EXTRAIT DU DOCUMENT:
━━━

37Nous arriverons donc à cette conclusion, qu’il y a encore une certaine beauté, mais décroissante dans ce déclin de l’activité vitale. La beauté d’un être est en somme proportionnelle à sa perfection, c’est-à-dire à la somme de ses énergies physiques, intellectuelles et morales. Dans sa période déclinante, il reste beau de tout ce qui lui est conservé de perfection. Il dépend même de lui, jusqu’à un certain point, tandis qu’il décline physiquement, de croître en beauté morale ; mais il y aura toujours quelque chose de triste dans cette fin de destinée, parce qu’en somme il y aura décroissance. Jamais je ne consentirai à reconnaître que la vieillesse soit une belle chose ; toujours je la déplorerai pour ceux que j’aime. Et jamais je ne me résignerai à leur mort. Maintenant je jette un regard sur la nature et je dis : partout où je verrai la mort ou seulement son image, je lui refuserai la beauté, dans la mesure où elle frappera des êtres plus conscients et de plus de valeur. Et je persisterai à dire que dans la destruction progressive, dans l’anéantissement final d’une créature consciente, pensante, aimante et aimée, il y a quelque chose de lamentable, qui ne doit pas laisser place à la jouissance esthétique.

━━━

CONSIGNE A: D'après le passage sur la beauté et le déclin, à quoi la beauté d'un être est-elle proportionnelle ?
CONSIGNE B: Rédigez la suite du passage sur la beauté et le déclin, en partant de sa dernière phrase.
La liste ci-dessous est un matériau distinct, indépendant du passage sur la beauté et le déclin.

(Données de localisation à un point par instance)

━━━

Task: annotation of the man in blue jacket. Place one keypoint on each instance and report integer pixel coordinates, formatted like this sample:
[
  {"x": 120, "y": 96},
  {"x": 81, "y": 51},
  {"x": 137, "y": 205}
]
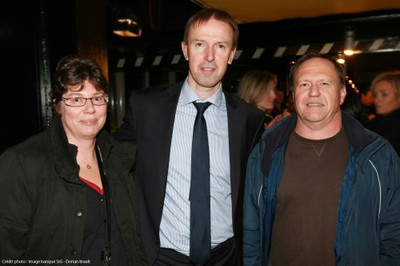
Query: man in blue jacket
[{"x": 320, "y": 188}]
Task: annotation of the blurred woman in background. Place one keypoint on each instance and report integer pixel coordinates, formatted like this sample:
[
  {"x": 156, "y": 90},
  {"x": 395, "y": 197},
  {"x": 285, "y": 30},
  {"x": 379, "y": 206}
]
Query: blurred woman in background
[
  {"x": 258, "y": 88},
  {"x": 385, "y": 89}
]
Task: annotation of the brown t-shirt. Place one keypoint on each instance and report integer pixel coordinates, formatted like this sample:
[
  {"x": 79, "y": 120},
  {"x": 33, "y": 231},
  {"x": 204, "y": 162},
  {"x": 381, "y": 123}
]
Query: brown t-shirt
[{"x": 304, "y": 228}]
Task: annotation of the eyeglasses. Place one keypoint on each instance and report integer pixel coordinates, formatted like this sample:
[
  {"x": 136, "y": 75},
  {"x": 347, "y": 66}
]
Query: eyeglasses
[{"x": 81, "y": 101}]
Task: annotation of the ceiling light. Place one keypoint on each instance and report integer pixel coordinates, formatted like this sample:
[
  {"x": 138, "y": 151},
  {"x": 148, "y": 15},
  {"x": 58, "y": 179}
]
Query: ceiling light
[
  {"x": 125, "y": 22},
  {"x": 348, "y": 48}
]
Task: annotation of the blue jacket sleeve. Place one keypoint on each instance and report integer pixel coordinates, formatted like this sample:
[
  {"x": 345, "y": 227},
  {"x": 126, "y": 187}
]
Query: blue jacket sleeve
[
  {"x": 252, "y": 200},
  {"x": 389, "y": 220}
]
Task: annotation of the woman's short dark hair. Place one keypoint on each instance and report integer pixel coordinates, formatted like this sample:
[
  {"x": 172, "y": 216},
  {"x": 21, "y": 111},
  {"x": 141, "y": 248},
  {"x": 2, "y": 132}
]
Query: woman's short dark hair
[
  {"x": 73, "y": 70},
  {"x": 205, "y": 15},
  {"x": 340, "y": 69}
]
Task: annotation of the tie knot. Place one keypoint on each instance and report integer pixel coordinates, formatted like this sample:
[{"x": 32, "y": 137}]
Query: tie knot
[{"x": 201, "y": 107}]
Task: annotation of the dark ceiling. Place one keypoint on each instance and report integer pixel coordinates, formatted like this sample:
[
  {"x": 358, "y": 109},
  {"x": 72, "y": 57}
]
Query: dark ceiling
[{"x": 377, "y": 35}]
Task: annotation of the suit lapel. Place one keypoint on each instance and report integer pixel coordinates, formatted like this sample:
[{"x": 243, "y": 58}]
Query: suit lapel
[{"x": 235, "y": 127}]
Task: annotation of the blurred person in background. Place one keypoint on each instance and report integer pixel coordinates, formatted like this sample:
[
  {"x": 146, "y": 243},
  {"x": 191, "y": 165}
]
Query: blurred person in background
[
  {"x": 258, "y": 88},
  {"x": 385, "y": 89},
  {"x": 367, "y": 102}
]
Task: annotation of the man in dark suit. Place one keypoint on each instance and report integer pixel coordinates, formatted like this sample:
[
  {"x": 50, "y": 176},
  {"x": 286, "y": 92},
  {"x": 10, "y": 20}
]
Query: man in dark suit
[{"x": 160, "y": 121}]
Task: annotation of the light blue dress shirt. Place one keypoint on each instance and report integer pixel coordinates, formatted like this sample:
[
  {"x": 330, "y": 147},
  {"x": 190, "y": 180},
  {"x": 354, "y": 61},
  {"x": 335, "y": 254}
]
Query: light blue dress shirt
[{"x": 175, "y": 221}]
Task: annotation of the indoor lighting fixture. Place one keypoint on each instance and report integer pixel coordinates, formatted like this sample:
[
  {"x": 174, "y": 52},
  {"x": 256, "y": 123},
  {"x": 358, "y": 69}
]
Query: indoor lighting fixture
[
  {"x": 340, "y": 59},
  {"x": 349, "y": 41},
  {"x": 125, "y": 22}
]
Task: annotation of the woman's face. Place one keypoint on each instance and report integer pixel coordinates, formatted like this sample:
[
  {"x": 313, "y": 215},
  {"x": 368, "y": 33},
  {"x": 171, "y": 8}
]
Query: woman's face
[
  {"x": 385, "y": 98},
  {"x": 86, "y": 121}
]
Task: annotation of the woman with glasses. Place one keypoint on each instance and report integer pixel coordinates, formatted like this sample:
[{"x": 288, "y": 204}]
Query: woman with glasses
[{"x": 68, "y": 194}]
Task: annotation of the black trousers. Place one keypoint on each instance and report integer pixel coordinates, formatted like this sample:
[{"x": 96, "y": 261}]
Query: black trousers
[{"x": 224, "y": 254}]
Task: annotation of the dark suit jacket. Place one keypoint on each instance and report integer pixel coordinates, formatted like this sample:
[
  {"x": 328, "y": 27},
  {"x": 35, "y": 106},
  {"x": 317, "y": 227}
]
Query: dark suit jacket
[{"x": 149, "y": 123}]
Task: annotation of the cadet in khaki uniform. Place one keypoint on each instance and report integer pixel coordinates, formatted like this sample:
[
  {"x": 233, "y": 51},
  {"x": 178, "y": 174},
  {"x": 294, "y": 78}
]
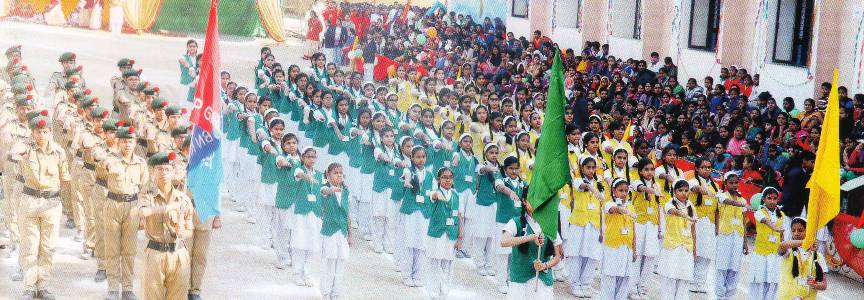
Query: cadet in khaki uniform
[
  {"x": 102, "y": 153},
  {"x": 124, "y": 64},
  {"x": 168, "y": 215},
  {"x": 127, "y": 174},
  {"x": 124, "y": 99},
  {"x": 45, "y": 169}
]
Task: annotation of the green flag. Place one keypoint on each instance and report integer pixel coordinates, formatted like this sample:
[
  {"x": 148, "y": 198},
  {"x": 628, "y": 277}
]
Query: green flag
[{"x": 551, "y": 167}]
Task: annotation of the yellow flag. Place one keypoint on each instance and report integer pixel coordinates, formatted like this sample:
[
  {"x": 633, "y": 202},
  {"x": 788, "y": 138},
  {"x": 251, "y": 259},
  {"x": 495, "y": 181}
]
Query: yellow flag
[{"x": 824, "y": 184}]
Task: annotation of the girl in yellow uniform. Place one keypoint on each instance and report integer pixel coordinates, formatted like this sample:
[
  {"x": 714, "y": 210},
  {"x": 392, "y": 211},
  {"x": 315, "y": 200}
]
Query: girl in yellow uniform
[
  {"x": 764, "y": 275},
  {"x": 583, "y": 245},
  {"x": 704, "y": 197},
  {"x": 676, "y": 258},
  {"x": 731, "y": 247},
  {"x": 618, "y": 243},
  {"x": 801, "y": 274},
  {"x": 647, "y": 199}
]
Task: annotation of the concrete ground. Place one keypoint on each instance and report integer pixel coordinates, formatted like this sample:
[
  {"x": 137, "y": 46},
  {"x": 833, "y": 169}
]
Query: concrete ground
[{"x": 240, "y": 268}]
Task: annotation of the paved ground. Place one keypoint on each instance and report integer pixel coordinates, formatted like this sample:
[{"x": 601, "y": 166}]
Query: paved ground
[{"x": 239, "y": 268}]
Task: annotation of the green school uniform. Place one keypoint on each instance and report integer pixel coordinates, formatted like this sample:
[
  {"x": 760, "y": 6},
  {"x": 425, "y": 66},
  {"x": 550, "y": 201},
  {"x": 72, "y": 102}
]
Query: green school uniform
[
  {"x": 444, "y": 217},
  {"x": 465, "y": 173},
  {"x": 417, "y": 198},
  {"x": 486, "y": 194},
  {"x": 523, "y": 256},
  {"x": 506, "y": 209},
  {"x": 286, "y": 189},
  {"x": 334, "y": 213},
  {"x": 308, "y": 193}
]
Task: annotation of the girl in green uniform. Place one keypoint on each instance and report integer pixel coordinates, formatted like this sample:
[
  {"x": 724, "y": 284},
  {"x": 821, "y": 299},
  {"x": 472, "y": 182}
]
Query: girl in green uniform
[
  {"x": 286, "y": 194},
  {"x": 335, "y": 232},
  {"x": 444, "y": 236}
]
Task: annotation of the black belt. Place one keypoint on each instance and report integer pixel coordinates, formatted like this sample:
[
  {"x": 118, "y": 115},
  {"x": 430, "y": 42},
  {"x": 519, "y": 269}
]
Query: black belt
[
  {"x": 161, "y": 247},
  {"x": 40, "y": 194},
  {"x": 122, "y": 197}
]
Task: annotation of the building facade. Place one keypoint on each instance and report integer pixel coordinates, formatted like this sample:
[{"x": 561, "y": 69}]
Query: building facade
[{"x": 793, "y": 44}]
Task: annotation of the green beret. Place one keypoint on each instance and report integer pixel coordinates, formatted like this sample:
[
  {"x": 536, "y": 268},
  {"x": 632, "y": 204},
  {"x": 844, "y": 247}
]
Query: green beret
[
  {"x": 39, "y": 122},
  {"x": 99, "y": 113},
  {"x": 125, "y": 133},
  {"x": 13, "y": 49},
  {"x": 89, "y": 101},
  {"x": 161, "y": 158},
  {"x": 125, "y": 62},
  {"x": 24, "y": 100},
  {"x": 36, "y": 113},
  {"x": 67, "y": 56},
  {"x": 174, "y": 110},
  {"x": 159, "y": 103},
  {"x": 110, "y": 124},
  {"x": 180, "y": 130},
  {"x": 131, "y": 73}
]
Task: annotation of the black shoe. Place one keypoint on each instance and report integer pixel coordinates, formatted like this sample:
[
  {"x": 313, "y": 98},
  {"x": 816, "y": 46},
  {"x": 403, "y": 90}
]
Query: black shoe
[
  {"x": 129, "y": 295},
  {"x": 44, "y": 295},
  {"x": 100, "y": 276}
]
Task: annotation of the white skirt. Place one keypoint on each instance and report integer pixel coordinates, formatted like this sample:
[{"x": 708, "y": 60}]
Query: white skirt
[
  {"x": 440, "y": 248},
  {"x": 706, "y": 244},
  {"x": 414, "y": 227},
  {"x": 676, "y": 263},
  {"x": 584, "y": 241},
  {"x": 617, "y": 262},
  {"x": 647, "y": 243},
  {"x": 335, "y": 246},
  {"x": 764, "y": 268},
  {"x": 306, "y": 233},
  {"x": 730, "y": 249},
  {"x": 483, "y": 223}
]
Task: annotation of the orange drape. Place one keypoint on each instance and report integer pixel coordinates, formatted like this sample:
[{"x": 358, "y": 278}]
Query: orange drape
[
  {"x": 141, "y": 14},
  {"x": 271, "y": 18}
]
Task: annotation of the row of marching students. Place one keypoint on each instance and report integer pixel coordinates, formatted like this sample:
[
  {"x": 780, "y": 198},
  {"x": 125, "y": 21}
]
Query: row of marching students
[{"x": 411, "y": 179}]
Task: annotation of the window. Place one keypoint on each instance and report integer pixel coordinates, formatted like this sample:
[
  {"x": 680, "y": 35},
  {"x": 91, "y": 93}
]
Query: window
[
  {"x": 792, "y": 32},
  {"x": 520, "y": 8},
  {"x": 627, "y": 19},
  {"x": 704, "y": 24},
  {"x": 564, "y": 13}
]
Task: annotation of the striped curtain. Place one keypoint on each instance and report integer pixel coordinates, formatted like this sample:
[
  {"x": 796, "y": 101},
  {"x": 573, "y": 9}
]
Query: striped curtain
[
  {"x": 270, "y": 12},
  {"x": 140, "y": 14}
]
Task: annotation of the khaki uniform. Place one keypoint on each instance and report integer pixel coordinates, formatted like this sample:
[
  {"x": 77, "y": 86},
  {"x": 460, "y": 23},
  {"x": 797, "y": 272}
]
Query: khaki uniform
[
  {"x": 125, "y": 178},
  {"x": 14, "y": 137},
  {"x": 166, "y": 271},
  {"x": 40, "y": 211}
]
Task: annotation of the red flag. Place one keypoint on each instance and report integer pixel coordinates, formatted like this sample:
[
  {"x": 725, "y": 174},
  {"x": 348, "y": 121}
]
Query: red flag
[
  {"x": 207, "y": 105},
  {"x": 379, "y": 72}
]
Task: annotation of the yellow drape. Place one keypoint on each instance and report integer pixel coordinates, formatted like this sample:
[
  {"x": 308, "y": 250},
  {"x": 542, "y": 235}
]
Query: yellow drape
[
  {"x": 141, "y": 14},
  {"x": 271, "y": 18}
]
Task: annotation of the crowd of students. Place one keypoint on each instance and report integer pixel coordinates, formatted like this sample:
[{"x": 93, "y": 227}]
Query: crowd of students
[{"x": 440, "y": 151}]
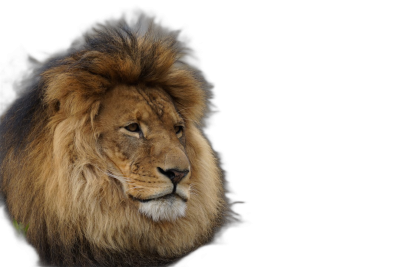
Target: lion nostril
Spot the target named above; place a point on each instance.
(175, 175)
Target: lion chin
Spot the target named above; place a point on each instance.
(166, 208)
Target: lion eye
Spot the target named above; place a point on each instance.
(178, 129)
(134, 127)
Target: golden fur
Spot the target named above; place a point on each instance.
(71, 170)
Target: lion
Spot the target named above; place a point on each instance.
(104, 155)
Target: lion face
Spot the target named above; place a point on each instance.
(142, 137)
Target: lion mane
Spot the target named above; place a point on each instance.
(53, 174)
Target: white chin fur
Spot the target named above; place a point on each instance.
(168, 209)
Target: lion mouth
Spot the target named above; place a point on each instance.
(164, 197)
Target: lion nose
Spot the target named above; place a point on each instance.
(175, 175)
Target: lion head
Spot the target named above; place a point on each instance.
(143, 138)
(104, 156)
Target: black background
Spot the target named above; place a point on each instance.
(247, 52)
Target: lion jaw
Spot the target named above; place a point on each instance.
(164, 209)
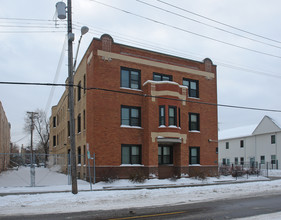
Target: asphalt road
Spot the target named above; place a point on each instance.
(221, 209)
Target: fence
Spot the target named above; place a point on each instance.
(247, 168)
(41, 170)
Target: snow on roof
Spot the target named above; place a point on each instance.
(277, 121)
(237, 132)
(163, 82)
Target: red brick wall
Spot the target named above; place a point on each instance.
(104, 133)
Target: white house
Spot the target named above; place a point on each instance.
(256, 143)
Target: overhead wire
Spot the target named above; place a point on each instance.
(202, 23)
(187, 31)
(139, 94)
(218, 22)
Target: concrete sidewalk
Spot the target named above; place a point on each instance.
(139, 187)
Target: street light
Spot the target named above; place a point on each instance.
(84, 30)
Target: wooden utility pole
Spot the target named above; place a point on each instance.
(32, 168)
(71, 99)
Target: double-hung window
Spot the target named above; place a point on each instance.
(54, 140)
(194, 155)
(54, 122)
(226, 145)
(193, 87)
(172, 116)
(131, 154)
(79, 123)
(79, 91)
(273, 159)
(162, 77)
(131, 116)
(162, 115)
(272, 139)
(194, 122)
(262, 159)
(79, 155)
(165, 154)
(130, 78)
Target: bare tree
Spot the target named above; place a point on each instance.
(41, 126)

━━━

RÉPONSE A: À sa perfection, c'est-à-dire à la somme de ses énergies physiques, intellectuelles et morales.

RÉPONSE B:
Notes de bas de page
1 M. Guyau, Les problèmes de l’esthétique contemporaine, Paris, Félix Alcan, 1884, p. 20, 21.
2 On sera peut-être choqué de nous entendre dire que la souffrance est une laide chose, comme s’il y avait une sorte de cruauté à porter sur elle un jugement esthétique. On nous objectera que l’égoïste seul, à la vue d’un être qui souffre, peut lui reprocher d’offrir un spectacle déplaisant. La douleur n’est-elle pas chose trop sérieuse pour que l’on fasse attention au plus ou moins d’agrément de ses apparences ? – Nous répondrons que le reproche serait juste, si notre esthétique était celle de l’agrément, mais qu’il porte à faux, étant donné nos principes. Dans le jugement esthétique nous voyons une appréciation objective, sérieuse et désintéressée de la valeur des choses.
3 Il y a, pour les objets matériels eux-mêmes, un état de santé, de parfaite conservation, qui est une condition de beauté également exigible. Les ruines peuvent être plus poétiques que l’édifice intact, mais nous ne devrions en aucun cas leur trouver plus de beauté, toute chose délabrée est laide.